* 課題要件: 以下の台湾のファミリービジネスに関する記事から、「ニュース その他分野 作成日:2016年11月8日_記事番号:T00067295」で始まり「紛や分裂の危機も付きものだ。」で終わる部分を一字一句変えずに書き写すこと。

* 原文抜粋:
ニュース その他分野 作成日:2016年11月8日_記事番号:T00067295
台湾経済 潮流を読む台湾の大型企業集団には、特定家族の所有・経営支配の下にあるファミリービジネスグループが多い。これらのグループには、オーナー経営特有の決断の速さや機動力といった強みがあるが、家族の不和や世代交代に伴う内紛や分裂の危機も付きものだ。
その危機を予見して、創業者らは、子供たちに「分業すれども分家はせず(分工不分家)」という遺訓を残すことが多い。しかし、カリスマ創業者亡き後も長期にわたってこれを実現できる家族は少ない。台塑集団(台湾プラスチックグループ)の王家、新光集団の呉家、長栄集団(エバーグリーン・グループ)の張家、中信集団の辜家など、台湾の名だたる事業家家族の多くが家族の内紛や不和、メンバーのトラブルに直面し、家族の事情が巨大な事業体に影響を及ぼす事態を招いてきた。
富邦集団・蔡兄弟の事業交換
その中にあって、創業者亡き後も円滑な世代交代と順調な事業拡大を遂げているのが、富邦集団2代目の蔡明忠・明興兄弟だ。この2人は、フォーブスが発表する台湾の富豪ランキングで、2015~16年の2年連続で首位に立った台湾最大の富豪兄弟でもある。

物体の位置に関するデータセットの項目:
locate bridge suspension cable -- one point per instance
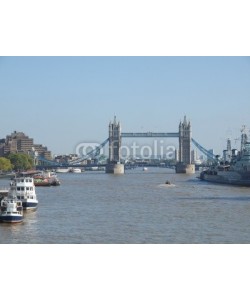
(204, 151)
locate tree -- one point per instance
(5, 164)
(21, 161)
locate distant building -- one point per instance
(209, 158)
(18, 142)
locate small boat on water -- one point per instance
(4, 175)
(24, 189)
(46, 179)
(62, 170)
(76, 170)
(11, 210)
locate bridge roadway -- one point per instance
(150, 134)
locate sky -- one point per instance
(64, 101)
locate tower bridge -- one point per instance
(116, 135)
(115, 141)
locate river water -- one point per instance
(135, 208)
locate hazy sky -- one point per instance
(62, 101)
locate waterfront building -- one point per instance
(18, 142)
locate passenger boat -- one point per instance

---

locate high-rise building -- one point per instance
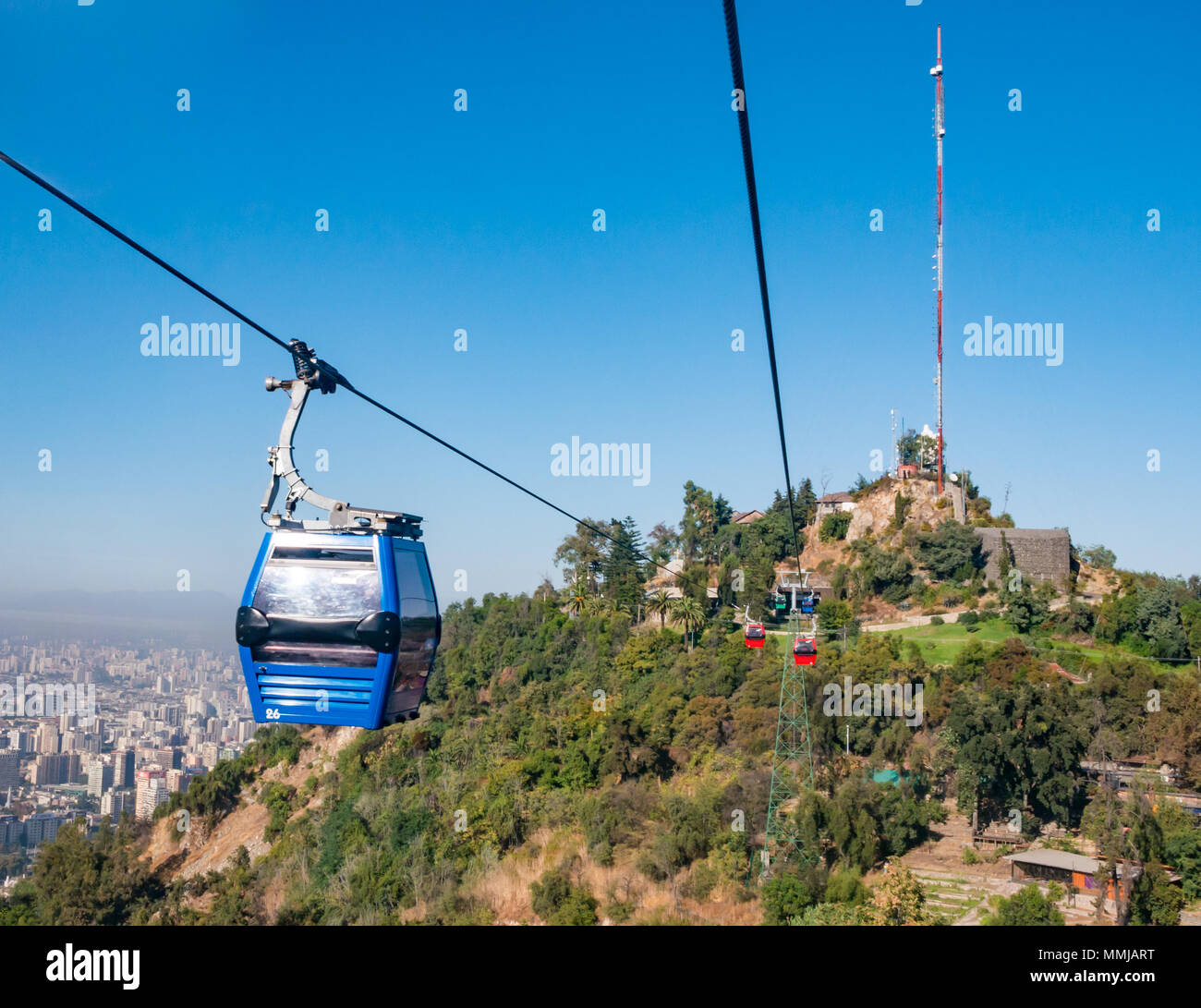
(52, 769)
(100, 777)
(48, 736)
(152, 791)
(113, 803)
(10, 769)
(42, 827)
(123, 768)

* * *

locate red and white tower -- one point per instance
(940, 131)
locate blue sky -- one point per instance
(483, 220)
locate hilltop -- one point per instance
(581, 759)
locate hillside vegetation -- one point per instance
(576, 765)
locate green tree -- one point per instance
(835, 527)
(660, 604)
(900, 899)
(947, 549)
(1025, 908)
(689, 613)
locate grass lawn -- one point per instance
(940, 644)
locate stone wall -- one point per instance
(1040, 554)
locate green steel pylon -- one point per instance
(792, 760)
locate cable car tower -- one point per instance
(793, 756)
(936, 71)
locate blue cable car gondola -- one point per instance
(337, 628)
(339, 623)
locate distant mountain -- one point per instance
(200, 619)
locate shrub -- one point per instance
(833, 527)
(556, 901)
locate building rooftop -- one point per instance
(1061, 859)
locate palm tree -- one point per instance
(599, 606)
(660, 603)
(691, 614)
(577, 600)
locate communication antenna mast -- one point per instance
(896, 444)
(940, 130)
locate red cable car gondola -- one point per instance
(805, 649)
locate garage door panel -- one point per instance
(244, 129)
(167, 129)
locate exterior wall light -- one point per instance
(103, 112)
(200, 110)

* 解答:
ニュース その他分野 作成日:2016年11月8日_記事番号:T00067295
台湾経済 潮流を読む台湾の大型企業集団には、特定家族の所有・経営支配の下にあるファミリービジネスグループが多い。これらのグループには、オーナー経営特有の決断の速さや機動力といった強みがあるが、家族の不和や世代交代に伴う内紛や分裂の危機も付きものだ。